Segment Start: Excerpted data

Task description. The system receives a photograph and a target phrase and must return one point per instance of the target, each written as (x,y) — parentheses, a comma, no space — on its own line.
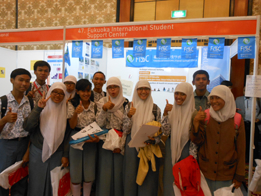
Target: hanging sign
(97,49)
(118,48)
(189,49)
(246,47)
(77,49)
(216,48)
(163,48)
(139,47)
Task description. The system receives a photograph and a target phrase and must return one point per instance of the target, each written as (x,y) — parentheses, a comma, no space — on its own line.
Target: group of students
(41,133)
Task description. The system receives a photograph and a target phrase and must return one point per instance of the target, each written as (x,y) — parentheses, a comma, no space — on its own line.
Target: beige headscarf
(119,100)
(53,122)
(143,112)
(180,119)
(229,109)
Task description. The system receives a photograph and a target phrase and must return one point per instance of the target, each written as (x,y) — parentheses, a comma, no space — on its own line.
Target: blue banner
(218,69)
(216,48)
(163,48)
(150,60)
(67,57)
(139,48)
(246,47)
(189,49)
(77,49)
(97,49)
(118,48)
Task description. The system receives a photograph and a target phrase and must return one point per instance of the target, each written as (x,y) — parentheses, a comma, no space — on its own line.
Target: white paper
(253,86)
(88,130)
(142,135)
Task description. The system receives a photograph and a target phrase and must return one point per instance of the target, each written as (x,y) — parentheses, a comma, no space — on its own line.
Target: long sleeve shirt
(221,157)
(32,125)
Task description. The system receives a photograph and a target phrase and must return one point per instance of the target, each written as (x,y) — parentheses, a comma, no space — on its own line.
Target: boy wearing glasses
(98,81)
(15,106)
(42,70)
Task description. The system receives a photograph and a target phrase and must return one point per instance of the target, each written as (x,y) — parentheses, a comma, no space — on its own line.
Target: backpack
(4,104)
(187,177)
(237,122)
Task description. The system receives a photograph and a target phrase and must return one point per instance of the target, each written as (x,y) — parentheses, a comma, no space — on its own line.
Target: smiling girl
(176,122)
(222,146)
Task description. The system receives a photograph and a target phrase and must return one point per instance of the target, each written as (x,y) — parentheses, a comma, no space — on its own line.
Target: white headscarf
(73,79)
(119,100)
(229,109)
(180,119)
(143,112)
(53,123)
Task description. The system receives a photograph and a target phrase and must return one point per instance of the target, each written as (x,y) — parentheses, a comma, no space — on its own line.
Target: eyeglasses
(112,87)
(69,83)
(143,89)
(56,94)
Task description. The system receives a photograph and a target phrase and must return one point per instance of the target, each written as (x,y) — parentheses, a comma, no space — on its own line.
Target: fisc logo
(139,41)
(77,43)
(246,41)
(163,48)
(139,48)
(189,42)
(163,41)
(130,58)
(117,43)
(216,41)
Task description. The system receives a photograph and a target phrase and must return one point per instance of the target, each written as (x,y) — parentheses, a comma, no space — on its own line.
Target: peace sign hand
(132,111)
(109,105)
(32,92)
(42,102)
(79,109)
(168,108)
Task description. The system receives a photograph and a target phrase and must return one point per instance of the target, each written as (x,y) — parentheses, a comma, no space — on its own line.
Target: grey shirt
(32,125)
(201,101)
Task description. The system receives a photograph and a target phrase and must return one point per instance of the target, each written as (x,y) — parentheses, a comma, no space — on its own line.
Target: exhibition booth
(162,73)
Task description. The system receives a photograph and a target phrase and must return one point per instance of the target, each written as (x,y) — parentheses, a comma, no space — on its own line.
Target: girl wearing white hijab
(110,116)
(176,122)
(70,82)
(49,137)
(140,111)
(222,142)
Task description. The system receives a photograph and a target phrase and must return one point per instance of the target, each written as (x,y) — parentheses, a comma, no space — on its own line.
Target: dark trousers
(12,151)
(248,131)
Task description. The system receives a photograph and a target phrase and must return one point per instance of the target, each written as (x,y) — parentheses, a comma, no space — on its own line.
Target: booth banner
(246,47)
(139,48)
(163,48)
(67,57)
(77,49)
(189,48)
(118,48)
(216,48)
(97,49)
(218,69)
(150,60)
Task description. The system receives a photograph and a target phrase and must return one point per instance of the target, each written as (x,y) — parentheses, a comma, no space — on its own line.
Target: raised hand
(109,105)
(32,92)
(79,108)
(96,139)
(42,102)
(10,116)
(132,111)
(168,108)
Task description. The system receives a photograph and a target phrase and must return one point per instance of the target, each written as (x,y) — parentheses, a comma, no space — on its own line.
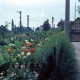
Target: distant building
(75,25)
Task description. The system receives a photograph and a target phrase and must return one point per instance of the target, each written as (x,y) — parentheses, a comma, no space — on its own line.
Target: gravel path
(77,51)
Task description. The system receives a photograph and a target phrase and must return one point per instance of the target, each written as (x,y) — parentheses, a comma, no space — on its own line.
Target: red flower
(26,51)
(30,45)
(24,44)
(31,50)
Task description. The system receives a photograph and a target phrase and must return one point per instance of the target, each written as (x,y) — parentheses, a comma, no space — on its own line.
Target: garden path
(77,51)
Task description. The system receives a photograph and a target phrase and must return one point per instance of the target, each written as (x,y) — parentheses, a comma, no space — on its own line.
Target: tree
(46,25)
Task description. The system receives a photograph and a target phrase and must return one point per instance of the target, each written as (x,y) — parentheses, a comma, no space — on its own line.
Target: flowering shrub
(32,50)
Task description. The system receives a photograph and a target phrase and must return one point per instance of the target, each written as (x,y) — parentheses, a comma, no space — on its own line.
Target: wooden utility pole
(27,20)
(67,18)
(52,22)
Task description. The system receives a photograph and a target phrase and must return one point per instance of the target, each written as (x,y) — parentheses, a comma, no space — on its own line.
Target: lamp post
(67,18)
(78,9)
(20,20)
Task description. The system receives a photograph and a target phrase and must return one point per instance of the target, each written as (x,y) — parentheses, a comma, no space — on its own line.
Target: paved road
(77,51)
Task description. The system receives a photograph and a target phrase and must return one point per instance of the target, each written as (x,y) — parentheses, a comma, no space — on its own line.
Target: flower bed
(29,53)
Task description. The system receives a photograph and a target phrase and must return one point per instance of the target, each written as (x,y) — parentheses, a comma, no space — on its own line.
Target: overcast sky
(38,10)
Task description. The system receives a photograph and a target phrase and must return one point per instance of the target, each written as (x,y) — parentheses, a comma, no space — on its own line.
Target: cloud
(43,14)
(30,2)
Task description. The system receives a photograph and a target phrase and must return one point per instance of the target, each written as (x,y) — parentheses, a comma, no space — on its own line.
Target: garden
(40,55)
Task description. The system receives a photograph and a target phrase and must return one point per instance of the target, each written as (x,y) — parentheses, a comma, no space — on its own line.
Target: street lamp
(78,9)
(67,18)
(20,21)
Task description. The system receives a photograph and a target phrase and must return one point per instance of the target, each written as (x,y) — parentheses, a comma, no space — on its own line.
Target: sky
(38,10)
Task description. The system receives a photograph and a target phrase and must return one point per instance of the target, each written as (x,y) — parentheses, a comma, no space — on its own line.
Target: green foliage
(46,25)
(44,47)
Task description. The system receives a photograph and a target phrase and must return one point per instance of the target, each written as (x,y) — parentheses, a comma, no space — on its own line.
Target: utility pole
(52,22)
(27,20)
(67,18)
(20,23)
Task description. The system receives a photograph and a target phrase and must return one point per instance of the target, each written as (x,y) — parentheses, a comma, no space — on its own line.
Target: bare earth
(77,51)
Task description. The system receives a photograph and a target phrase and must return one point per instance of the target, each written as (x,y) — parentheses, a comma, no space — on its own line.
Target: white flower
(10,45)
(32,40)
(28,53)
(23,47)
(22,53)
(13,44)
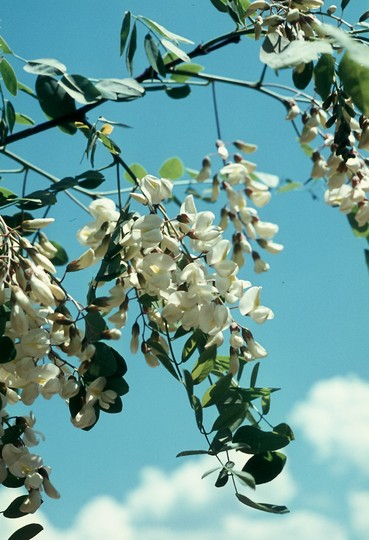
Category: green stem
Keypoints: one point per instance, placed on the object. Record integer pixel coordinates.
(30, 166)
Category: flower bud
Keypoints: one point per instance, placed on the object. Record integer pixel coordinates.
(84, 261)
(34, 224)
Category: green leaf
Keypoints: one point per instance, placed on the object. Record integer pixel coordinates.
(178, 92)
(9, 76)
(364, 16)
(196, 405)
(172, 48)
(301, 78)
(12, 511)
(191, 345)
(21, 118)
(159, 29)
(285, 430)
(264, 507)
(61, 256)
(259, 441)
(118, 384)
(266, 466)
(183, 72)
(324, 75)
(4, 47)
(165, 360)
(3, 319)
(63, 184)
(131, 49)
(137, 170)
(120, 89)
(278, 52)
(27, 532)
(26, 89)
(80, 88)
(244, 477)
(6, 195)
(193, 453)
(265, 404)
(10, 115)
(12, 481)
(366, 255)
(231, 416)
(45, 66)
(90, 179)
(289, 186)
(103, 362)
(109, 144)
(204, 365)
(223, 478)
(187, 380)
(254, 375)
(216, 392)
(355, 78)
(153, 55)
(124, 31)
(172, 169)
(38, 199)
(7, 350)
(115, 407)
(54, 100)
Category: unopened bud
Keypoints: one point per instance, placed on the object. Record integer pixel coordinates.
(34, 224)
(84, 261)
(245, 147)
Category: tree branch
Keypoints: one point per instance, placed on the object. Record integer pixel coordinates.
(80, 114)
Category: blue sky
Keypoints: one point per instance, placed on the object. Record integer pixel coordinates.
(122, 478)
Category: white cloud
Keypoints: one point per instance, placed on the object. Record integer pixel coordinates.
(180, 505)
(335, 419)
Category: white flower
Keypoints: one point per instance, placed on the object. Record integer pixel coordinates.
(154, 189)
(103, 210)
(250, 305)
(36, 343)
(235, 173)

Segment End: Excerpted data

• About this task: Locate the word "Category" in the records and collect each line it appears in.

• Answer to this exercise:
Category: green stem
Category: flower bud
Category: green leaf
Category: unopened bud
Category: tree branch
Category: blue sky
Category: white cloud
Category: white flower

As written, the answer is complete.